* _Task requirements_: Lines before the one containing "Find the ground" are to be skipped; reproduce that line and the rest of the records below exactly.

Collected data entries:
+-------+

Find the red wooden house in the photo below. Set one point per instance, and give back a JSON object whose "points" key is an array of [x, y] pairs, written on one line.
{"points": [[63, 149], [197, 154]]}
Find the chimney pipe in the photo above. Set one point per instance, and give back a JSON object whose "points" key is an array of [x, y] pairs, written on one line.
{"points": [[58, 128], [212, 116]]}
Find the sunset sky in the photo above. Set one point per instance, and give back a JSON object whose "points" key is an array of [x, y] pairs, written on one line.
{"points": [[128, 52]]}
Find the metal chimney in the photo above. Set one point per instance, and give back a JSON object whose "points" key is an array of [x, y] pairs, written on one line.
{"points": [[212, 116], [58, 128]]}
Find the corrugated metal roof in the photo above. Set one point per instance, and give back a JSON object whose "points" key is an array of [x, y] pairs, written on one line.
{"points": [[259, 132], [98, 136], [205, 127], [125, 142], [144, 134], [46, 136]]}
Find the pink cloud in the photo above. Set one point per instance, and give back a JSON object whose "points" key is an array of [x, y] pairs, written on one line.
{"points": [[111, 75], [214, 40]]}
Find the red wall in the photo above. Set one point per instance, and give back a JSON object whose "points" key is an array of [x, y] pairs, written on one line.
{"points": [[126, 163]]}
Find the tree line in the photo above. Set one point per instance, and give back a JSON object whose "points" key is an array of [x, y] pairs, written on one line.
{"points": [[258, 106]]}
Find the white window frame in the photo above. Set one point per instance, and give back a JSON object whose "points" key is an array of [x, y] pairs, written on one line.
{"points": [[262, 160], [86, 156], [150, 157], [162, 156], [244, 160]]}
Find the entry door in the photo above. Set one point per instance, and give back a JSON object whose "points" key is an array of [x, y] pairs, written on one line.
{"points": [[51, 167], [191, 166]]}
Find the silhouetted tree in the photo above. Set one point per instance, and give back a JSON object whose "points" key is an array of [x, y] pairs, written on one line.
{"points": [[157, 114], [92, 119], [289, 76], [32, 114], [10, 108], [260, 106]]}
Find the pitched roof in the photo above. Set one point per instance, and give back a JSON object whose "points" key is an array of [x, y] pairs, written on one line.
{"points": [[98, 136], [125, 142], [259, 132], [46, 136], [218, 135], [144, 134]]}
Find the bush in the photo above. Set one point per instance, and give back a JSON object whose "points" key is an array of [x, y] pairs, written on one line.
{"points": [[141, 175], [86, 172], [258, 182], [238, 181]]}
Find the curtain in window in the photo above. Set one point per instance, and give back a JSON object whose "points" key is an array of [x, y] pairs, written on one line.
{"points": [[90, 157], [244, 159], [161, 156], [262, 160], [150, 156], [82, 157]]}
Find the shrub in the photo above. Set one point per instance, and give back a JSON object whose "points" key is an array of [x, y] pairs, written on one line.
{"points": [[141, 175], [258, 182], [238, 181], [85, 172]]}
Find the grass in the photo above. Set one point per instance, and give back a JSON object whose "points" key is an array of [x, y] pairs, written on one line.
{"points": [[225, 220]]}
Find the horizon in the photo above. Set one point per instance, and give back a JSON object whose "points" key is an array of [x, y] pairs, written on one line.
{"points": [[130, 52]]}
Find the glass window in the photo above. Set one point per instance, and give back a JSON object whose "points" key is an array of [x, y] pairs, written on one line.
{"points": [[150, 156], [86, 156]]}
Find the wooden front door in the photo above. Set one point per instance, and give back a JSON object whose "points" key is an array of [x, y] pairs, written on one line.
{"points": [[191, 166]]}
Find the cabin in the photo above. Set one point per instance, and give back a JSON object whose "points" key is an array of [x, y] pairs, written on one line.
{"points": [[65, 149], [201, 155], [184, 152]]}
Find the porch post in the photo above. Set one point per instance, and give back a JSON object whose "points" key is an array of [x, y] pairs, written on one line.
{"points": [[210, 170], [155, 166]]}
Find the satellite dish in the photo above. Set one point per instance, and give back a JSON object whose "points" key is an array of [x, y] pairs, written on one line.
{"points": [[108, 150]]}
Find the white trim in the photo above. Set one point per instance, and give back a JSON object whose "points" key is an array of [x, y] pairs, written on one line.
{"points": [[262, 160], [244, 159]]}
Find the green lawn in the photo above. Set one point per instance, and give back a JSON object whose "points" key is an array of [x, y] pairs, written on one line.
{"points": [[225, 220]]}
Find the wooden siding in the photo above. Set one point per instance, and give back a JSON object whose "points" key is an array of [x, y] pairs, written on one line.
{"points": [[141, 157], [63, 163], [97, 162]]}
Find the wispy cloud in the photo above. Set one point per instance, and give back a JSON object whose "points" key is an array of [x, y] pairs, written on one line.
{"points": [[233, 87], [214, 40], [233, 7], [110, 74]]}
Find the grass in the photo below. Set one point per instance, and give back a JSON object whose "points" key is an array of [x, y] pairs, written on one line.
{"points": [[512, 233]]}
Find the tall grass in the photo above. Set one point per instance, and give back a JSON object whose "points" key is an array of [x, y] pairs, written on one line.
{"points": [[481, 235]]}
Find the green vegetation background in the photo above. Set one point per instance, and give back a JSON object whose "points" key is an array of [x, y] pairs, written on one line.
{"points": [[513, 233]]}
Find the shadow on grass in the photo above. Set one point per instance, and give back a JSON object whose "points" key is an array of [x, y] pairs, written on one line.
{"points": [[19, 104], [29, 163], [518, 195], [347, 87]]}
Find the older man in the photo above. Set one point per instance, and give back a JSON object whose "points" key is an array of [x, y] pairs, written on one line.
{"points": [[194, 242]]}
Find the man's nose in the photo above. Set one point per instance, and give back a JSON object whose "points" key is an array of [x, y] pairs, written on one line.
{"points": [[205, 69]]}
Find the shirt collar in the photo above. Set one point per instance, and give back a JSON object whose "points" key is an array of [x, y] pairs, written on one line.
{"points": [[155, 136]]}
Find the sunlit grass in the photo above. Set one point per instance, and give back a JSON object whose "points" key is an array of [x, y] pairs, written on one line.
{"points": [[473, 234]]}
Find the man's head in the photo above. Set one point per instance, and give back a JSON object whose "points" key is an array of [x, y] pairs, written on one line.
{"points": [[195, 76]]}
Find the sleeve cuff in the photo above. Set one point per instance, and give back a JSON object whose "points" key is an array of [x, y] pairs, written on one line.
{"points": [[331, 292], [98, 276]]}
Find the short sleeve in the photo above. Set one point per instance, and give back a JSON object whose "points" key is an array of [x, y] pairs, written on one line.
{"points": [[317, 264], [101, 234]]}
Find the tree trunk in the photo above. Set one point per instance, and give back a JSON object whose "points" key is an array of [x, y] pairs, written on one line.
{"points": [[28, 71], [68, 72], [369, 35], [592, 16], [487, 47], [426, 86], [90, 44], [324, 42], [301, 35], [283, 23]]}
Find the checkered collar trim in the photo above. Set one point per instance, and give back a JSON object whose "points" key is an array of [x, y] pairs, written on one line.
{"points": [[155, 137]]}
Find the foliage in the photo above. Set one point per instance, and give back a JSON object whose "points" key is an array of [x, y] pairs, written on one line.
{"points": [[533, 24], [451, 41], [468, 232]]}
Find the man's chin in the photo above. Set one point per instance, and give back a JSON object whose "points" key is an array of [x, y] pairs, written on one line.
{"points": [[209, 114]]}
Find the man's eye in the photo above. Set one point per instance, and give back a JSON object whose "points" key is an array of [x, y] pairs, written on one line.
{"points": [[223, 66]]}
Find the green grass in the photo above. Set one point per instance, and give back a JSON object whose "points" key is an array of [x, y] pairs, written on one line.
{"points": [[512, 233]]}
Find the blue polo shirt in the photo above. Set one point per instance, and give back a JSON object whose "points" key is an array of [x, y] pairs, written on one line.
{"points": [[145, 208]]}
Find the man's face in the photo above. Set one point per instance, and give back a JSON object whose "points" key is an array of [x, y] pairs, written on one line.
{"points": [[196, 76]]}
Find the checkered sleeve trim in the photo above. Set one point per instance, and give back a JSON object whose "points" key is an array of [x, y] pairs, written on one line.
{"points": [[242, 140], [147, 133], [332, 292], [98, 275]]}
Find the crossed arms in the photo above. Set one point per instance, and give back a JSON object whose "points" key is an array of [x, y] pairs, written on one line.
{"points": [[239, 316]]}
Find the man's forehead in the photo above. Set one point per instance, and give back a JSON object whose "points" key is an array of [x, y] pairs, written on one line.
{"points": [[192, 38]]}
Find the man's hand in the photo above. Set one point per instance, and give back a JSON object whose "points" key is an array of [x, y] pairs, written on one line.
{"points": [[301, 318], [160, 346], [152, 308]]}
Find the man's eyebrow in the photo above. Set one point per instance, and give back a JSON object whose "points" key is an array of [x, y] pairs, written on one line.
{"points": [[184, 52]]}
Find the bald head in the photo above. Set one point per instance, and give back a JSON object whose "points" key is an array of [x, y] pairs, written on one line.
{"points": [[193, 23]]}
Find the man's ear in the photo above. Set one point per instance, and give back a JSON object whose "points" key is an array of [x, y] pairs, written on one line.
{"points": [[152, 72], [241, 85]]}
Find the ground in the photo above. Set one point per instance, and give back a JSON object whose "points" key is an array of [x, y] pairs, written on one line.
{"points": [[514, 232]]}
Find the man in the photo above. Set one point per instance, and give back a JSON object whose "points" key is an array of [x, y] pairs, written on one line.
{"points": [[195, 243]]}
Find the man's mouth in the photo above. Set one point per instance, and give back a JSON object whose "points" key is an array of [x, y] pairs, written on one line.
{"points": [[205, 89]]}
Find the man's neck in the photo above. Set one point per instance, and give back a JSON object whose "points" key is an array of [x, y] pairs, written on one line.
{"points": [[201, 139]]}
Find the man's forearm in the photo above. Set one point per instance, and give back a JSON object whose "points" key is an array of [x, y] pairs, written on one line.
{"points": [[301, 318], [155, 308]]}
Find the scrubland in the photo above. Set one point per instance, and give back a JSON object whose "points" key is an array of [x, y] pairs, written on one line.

+-------+

* _Output_:
Find the ground in the photo above. Set one point per instance, and give back a JSON object whose "points" key is an array of [x, y] pairs, written on one line.
{"points": [[514, 232]]}
Find the man in the photo above. Set one point per instance, and give back a JSON object whose "points" key is an array of [x, y] pairs, written on one line.
{"points": [[195, 243]]}
Find the man's mouth in the photo above. Set one point per instance, and give back a JSON object whose "points" key is an array of [x, y] pairs, written on one line.
{"points": [[205, 89]]}
Find the man's neck in the photo above. Set one point per instance, and give back a JSON object whose "points" key is an array of [x, y] pairs, written on one line.
{"points": [[201, 139]]}
Find the man's forearm in the photo above. Set one point per instance, and give back a JSON object whose "points" key is an array of [x, y] pairs, written on one line.
{"points": [[301, 318], [155, 308]]}
Find the scrubland in the photo above. Set one point per instance, and give back a JSON object whose "points" key is an array of [x, y] pairs, written on one line.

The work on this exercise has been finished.